++++ MATERIAL FOR THIS TASK

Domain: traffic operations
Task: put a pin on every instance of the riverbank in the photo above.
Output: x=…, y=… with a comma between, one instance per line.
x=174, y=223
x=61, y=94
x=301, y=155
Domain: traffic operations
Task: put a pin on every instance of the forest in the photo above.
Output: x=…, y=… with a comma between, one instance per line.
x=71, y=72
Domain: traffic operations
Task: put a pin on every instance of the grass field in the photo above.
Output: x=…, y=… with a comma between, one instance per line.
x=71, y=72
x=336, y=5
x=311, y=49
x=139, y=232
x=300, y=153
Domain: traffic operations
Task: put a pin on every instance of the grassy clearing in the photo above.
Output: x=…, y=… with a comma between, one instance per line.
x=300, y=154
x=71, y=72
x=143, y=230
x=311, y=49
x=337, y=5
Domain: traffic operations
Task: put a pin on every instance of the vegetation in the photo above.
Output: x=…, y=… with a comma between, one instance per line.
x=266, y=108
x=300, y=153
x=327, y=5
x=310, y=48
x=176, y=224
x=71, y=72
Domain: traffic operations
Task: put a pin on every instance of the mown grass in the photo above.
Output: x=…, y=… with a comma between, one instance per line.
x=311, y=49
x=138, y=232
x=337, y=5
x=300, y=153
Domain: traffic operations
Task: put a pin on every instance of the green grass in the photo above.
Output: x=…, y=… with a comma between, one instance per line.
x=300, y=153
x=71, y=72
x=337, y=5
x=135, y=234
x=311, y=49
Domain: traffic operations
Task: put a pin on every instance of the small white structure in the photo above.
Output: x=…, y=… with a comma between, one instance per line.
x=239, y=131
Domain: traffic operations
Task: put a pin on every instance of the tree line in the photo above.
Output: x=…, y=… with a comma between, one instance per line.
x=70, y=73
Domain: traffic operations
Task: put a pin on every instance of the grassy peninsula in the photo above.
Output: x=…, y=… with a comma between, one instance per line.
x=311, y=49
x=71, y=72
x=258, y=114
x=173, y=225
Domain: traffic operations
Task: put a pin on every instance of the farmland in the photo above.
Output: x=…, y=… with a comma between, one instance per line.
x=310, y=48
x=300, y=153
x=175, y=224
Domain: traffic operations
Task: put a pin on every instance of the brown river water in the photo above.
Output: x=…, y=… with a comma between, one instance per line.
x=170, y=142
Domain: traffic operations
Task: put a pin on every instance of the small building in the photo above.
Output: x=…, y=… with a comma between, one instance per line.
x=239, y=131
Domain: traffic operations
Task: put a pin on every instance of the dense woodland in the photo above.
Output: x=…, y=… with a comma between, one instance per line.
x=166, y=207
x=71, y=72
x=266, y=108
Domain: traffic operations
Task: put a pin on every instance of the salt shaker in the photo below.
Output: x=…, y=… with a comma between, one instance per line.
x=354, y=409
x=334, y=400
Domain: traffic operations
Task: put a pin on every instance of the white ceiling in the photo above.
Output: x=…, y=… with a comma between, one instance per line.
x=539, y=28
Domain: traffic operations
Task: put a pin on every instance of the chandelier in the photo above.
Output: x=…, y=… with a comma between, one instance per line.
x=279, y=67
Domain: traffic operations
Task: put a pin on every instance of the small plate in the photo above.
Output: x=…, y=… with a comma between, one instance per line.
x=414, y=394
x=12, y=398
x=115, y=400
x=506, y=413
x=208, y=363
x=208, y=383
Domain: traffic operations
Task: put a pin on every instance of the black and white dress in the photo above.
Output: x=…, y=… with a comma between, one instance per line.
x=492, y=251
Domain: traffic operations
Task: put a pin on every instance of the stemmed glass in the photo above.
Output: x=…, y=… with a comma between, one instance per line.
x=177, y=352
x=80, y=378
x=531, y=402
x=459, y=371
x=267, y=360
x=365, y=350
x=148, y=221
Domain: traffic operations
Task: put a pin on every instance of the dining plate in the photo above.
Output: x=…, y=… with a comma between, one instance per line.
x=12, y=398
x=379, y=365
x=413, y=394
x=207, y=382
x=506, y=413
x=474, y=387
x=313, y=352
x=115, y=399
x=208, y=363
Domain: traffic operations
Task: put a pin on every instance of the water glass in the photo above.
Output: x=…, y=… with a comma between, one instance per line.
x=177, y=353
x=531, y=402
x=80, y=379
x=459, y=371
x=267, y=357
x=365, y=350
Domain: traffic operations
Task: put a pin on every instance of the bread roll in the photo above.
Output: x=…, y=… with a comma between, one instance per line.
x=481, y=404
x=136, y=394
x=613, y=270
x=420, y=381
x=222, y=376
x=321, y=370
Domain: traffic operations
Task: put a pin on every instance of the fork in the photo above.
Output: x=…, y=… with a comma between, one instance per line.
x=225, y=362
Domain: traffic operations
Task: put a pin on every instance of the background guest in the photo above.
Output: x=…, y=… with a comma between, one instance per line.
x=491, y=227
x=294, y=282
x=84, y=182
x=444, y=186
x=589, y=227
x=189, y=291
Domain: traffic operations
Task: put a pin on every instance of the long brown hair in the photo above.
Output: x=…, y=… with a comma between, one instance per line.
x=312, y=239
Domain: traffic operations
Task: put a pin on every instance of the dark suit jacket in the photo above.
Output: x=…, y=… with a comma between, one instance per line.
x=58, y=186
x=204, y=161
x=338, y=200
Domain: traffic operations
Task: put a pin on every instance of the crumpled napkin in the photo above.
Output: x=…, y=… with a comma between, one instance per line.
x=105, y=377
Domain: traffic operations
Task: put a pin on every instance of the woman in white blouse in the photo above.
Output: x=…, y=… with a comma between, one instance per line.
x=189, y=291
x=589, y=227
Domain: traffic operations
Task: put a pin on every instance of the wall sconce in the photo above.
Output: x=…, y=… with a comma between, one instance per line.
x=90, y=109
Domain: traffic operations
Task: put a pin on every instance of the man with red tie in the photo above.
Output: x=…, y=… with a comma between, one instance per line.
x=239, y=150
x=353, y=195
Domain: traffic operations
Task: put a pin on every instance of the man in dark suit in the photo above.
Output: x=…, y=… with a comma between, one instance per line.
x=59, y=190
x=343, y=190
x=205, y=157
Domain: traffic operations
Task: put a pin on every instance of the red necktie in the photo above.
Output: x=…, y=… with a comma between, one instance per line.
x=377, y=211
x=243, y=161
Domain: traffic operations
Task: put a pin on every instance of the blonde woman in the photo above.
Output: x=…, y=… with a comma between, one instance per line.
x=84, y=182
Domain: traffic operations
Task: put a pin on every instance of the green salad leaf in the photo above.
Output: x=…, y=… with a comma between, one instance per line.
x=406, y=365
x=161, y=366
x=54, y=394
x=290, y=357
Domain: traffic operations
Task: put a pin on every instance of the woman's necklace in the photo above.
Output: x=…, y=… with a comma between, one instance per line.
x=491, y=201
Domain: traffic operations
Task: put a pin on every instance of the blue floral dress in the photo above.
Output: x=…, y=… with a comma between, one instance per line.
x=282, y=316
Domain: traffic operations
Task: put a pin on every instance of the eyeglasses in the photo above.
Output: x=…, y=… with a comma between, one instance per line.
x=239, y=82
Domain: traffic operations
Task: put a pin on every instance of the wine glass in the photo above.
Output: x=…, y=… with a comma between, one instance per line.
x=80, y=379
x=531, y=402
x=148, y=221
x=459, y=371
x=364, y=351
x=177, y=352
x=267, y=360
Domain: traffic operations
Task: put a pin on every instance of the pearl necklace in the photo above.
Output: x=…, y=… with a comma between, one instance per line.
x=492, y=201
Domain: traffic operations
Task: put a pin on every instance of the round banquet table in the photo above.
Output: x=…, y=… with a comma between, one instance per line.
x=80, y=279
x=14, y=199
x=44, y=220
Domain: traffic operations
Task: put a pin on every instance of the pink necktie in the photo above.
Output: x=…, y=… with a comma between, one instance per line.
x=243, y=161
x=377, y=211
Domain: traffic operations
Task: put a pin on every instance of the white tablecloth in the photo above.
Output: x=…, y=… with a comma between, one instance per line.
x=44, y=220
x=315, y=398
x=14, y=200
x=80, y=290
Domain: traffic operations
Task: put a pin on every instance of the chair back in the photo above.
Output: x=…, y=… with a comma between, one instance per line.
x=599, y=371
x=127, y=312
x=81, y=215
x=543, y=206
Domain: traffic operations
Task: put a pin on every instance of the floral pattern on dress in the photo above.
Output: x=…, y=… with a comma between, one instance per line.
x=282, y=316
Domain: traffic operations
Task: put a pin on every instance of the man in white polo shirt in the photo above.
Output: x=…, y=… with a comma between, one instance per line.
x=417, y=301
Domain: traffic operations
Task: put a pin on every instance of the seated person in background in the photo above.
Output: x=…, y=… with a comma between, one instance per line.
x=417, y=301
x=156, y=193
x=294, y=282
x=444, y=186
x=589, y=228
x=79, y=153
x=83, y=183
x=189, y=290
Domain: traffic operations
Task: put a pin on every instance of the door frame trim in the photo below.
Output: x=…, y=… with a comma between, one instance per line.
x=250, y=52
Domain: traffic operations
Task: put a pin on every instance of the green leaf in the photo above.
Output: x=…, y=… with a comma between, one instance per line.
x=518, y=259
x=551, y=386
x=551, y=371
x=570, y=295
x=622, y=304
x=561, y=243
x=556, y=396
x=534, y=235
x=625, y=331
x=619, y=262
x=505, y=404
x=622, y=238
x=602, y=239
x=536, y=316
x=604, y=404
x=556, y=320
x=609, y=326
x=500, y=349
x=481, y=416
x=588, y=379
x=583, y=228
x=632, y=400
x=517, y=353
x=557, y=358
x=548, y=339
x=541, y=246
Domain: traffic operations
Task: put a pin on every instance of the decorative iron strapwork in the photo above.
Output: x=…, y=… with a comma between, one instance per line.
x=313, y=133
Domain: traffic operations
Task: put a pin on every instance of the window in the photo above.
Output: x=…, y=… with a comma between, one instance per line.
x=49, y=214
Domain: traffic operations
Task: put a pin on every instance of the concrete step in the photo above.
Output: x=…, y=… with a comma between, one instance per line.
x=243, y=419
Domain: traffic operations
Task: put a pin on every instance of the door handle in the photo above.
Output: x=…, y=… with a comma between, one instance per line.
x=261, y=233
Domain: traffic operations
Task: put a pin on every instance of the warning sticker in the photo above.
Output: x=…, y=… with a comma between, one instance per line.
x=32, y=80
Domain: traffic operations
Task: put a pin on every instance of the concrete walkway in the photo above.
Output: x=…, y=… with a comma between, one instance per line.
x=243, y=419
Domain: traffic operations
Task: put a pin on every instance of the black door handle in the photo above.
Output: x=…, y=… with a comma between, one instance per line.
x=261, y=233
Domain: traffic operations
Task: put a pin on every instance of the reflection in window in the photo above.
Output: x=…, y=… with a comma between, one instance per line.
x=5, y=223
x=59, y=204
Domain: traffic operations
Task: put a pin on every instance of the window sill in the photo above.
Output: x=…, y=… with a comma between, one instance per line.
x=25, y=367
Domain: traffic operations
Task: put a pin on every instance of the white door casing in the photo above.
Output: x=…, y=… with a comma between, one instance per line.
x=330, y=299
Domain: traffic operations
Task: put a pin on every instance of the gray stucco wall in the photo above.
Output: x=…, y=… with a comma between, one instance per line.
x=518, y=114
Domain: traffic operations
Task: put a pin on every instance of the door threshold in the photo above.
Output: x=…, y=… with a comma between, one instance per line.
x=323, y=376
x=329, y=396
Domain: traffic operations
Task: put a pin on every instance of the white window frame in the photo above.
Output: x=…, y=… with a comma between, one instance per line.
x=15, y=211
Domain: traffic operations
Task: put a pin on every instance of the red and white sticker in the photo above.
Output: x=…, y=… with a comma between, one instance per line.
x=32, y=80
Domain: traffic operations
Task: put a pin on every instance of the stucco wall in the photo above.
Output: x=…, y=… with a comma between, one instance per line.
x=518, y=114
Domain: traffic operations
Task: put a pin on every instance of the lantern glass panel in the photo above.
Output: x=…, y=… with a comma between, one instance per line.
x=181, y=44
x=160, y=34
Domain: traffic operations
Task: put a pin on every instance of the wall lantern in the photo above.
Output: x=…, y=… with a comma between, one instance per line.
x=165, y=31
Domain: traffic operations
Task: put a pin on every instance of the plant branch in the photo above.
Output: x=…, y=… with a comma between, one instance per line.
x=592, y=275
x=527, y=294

++++++++

=== AIM ===
Pick out every line of the records that contains the string "door" and copy each one. Case counts, so only exact matches of uppercase and lowercase letters qualify.

=== RIGHT ANSWER ===
Task: put a pin on every instance of the door frame trim in the photo below.
Task: put a pin on every instance of the door handle in the photo above.
Task: put a pin on every instance of the black door handle in the photo above.
Task: put a pin on every instance of the white door casing in the photo above.
Task: put a pin on every instance of the door threshold in the photo above.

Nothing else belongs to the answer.